Daddy ball is great when they are little. Just make sure the head coach's kid doesn't play the same position as your kid.

oldbat-never..........good advice-baseball will be over someday. How long from now that is, nobody knows. If it is tomorrow, do you have a relationship with your son?
gametimer I agree. Learning what not to do is just as important as learning what to do.

I know my son has learned more about baseball than I ever did. (And I've learned along with him.) He has also learned some life lessons. Both of those should make him better prepared for when he has a son and decides to play baseball.

oldbat-neverjust like gametimer I agree about the father/son relationship. That bond is stronger than baseball---as it should be. We have both learned that.

Now if we can just find that coach and team that puts it all together for the right reasons. I think we are getting close.

Funny how threads from a couple of years ago can come back around and still have the same meaning and impact.
As my kid gets older (17 now) and plays at more competetive levels, I've noticed that to him, at least, it has become less important that each season has to be a transformational experience with a coach who provides all the essential life lessons.

He really cares more about how good the other players are, and he tends to like to be on teams where the "hired coach" is more college-aged or slightly older, but who he can relate to. He likes coaches who recently played at a competitive college level, and who really know what they're doing during the games.

A lot of these guys tend to be young, don't yet have their act together, and are still learning about accountability and being on-time. When they show up late, all of us Dads roll our eyes in disgust, mumbling about how unacceptable their behavior is, how we would fire our employees if they behaved like that, blah, blah, etc., etc. But when they get on the field (so much of the time), they call a good game, they say the right things to keep the kids focused, they speak "good baseball", they don't throw huge temper tantrums over every tiny bad call, and they really don't don't seem to give a good **** about who's Dad is unhappy about playtime.

I'm not saying this kind of coach really better - but I do know that my particular kid plays much harder for these kinds of guys. I'm willing to bet that a lot of 17yr olds are the same way, though.
Last edited by wraggArm
quote:
Originally posted by oldbat-never:
The two pieces of advice I would have, after having my son on a couple different select teams and after 4 yrs of HS baseball is:

Always be true to your son and support him 100%.

and:

Zebra's do not change their stripes..... Player development is key and part of that is a positive situation. You can't learn/develop if the playing/coaching enviornment is SOOOO bad that you are spending more time trying to work out/figure out how to make it better. Players in this situation are then usually filled with negative thoughts and energy and that becomes counterproductive.

Material shown:
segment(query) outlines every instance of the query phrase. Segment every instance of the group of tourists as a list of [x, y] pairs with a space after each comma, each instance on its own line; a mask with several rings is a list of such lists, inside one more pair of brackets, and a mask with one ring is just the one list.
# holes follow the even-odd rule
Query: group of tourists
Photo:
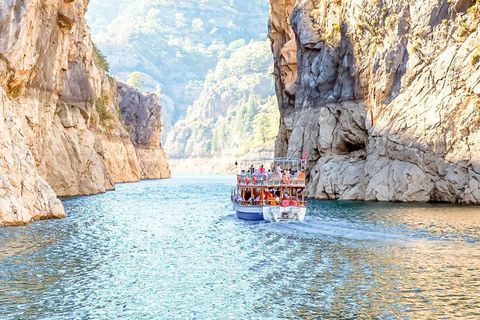
[[[296, 197], [290, 197], [288, 193], [284, 193], [280, 198], [280, 190], [279, 189], [270, 189], [266, 190], [264, 194], [265, 204], [270, 206], [277, 206], [282, 205], [284, 207], [288, 206], [297, 206], [299, 201]], [[245, 199], [249, 205], [260, 205], [261, 197], [259, 192], [251, 192], [250, 190], [245, 192]], [[240, 195], [237, 196], [235, 199], [237, 202], [244, 201]]]
[[248, 170], [240, 171], [239, 180], [243, 178], [246, 184], [249, 184], [250, 181], [253, 184], [257, 184], [258, 181], [266, 182], [266, 180], [277, 178], [281, 179], [285, 184], [289, 184], [291, 179], [298, 178], [298, 175], [299, 172], [296, 170], [283, 170], [280, 164], [274, 170], [266, 170], [263, 164], [257, 169], [252, 164]]

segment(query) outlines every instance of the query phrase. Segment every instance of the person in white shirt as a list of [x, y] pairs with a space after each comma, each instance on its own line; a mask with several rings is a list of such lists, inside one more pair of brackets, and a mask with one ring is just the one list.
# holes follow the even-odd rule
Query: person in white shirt
[[277, 173], [277, 174], [281, 174], [281, 173], [282, 173], [282, 167], [281, 167], [280, 165], [277, 166], [276, 173]]

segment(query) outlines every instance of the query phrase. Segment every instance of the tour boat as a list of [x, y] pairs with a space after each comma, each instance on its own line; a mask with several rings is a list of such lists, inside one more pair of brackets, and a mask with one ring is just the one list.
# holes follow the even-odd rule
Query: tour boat
[[[303, 159], [276, 158], [289, 168]], [[303, 166], [301, 166], [303, 167]], [[298, 165], [297, 165], [298, 168]], [[303, 221], [307, 213], [305, 172], [240, 173], [232, 190], [233, 209], [239, 219], [251, 221]]]

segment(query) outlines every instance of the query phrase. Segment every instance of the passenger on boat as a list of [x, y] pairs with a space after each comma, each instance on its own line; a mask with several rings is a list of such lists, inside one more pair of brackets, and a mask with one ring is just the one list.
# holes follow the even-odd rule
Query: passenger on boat
[[263, 164], [260, 166], [260, 169], [258, 170], [260, 174], [265, 174], [265, 168], [263, 167]]

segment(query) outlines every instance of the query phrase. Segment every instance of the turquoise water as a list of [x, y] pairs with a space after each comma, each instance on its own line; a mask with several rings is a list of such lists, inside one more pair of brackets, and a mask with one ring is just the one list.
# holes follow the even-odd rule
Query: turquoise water
[[311, 201], [249, 223], [234, 177], [64, 200], [0, 229], [0, 318], [480, 318], [480, 208]]

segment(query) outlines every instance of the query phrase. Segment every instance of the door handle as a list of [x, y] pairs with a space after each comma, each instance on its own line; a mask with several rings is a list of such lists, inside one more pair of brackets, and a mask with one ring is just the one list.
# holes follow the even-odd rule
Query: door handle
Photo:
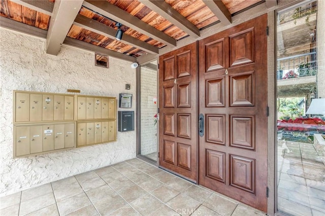
[[204, 116], [202, 113], [199, 116], [199, 135], [201, 137], [204, 135]]

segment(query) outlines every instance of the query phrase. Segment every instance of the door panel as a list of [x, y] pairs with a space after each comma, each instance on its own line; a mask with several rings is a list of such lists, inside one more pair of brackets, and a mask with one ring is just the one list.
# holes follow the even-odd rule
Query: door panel
[[75, 124], [69, 123], [64, 125], [64, 148], [75, 146]]
[[[42, 97], [42, 95], [40, 95]], [[29, 128], [30, 131], [30, 154], [43, 152], [42, 129], [42, 126], [30, 126]]]
[[73, 120], [74, 102], [73, 96], [64, 96], [64, 120]]
[[264, 211], [267, 25], [266, 14], [199, 42], [200, 184]]
[[30, 94], [29, 121], [31, 122], [42, 121], [42, 99], [40, 94]]
[[64, 125], [54, 125], [54, 149], [64, 148]]
[[64, 118], [64, 96], [54, 95], [54, 120], [63, 120]]
[[43, 151], [46, 152], [54, 150], [54, 126], [43, 125]]
[[42, 121], [53, 121], [54, 115], [54, 95], [43, 95]]
[[159, 57], [159, 166], [197, 181], [197, 46]]

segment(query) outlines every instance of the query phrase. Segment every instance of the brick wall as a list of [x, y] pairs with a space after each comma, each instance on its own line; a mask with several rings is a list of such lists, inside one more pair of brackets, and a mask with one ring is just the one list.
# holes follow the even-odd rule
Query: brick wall
[[157, 113], [157, 71], [145, 67], [141, 73], [141, 155], [145, 155], [157, 151], [157, 126], [154, 125], [154, 116]]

Task instructions:
(A) Reproduce the part of the baseball forum thread starting with "He really cares" and going on through "during the games.".
(B) Condense the paragraph of the baseball forum thread beginning "A lot of these guys tend to be young" into a shorter version that keeps its main points.
The material above comes from a separate source and has no connection to the forum thread.

Responses by task:
(A)
He really cares more about how good the other players are, and he tends to like to be on teams where the "hired coach" is more college-aged or slightly older, but who he can relate to. He likes coaches who recently played at a competitive college level, and who really know what they're doing during the games.

(B) Many of these coaches are young, not yet fully organized, and still learning accountability and punctuality. When they arrive late, the fathers roll their eyes and complain that employees who behaved that way would be fired. On the field, however, they usually call a good game, keep the players focused, speak "good baseball," avoid tantrums over small bad calls, and show no concern for which father is unhappy about playing time.